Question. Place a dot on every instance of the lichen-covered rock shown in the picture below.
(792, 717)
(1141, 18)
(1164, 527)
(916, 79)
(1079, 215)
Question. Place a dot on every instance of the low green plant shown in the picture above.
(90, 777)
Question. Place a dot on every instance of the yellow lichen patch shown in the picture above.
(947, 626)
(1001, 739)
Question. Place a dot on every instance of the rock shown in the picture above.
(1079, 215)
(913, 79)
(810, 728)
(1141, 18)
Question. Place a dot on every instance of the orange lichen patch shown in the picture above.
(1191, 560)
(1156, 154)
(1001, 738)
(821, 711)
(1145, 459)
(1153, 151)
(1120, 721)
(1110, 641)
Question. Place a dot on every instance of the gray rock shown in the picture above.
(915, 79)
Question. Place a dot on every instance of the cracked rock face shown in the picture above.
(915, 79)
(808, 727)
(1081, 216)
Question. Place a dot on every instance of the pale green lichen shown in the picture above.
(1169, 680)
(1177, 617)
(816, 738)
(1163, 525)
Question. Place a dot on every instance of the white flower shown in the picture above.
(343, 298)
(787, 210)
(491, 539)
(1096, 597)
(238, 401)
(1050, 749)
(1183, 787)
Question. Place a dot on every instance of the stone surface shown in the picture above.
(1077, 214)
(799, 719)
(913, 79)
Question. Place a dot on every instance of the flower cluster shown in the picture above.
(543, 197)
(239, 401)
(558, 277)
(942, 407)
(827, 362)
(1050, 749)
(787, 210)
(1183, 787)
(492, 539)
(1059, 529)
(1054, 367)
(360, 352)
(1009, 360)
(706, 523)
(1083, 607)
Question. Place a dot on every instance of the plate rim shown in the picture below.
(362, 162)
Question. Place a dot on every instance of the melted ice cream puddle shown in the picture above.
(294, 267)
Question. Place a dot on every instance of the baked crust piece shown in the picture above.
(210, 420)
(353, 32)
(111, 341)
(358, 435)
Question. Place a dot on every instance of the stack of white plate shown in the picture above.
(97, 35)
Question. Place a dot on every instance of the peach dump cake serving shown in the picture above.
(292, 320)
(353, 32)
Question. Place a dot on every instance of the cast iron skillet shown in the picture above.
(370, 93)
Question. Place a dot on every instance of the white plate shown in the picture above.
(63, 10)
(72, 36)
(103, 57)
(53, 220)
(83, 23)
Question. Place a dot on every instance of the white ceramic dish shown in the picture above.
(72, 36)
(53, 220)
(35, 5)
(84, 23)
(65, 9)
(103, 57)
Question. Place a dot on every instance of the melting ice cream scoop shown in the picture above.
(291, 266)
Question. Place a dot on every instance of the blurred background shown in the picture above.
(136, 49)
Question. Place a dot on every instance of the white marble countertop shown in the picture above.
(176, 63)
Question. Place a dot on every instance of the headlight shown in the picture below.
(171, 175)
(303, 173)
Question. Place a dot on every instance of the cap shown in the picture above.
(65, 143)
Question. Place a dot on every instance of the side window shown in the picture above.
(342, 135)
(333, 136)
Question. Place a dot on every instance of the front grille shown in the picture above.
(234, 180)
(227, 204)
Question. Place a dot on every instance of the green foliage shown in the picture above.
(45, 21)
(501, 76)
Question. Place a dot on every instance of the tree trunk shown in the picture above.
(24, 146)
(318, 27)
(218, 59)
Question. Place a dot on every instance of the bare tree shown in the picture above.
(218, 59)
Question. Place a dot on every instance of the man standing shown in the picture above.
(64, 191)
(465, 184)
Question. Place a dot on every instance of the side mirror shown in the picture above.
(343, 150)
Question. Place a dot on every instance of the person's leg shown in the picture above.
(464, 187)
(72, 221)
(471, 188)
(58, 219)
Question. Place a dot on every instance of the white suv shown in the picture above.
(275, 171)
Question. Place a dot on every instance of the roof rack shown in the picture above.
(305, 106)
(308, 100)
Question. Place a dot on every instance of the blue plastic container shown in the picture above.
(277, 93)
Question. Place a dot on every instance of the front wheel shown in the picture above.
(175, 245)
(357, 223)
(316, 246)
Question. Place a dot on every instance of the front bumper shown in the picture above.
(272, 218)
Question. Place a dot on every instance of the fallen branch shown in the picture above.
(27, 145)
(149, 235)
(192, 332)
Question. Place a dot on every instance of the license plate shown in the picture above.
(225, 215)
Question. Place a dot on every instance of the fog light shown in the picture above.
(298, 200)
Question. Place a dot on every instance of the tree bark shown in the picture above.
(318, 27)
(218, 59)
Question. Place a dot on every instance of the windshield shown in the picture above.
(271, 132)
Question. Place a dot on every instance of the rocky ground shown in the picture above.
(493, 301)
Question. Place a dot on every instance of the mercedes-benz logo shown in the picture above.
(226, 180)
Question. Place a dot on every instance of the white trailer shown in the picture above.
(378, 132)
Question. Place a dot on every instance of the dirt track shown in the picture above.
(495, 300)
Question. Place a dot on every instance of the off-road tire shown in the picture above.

- _What you need to do_
Quote verbatim the stretch of the records from their first line through the line containing "(1001, 739)", with that line included.

- _Task solution_
Question. Place a dot on every instance of the lichen-covered rock shown in the picture below.
(792, 717)
(1141, 18)
(1164, 527)
(916, 79)
(1079, 215)
Question. Place a dot on every instance of the low green plant shown in the picture above.
(90, 777)
Question. Place a dot on every instance of the yellow lichen patch shown in the picture above.
(947, 626)
(1001, 739)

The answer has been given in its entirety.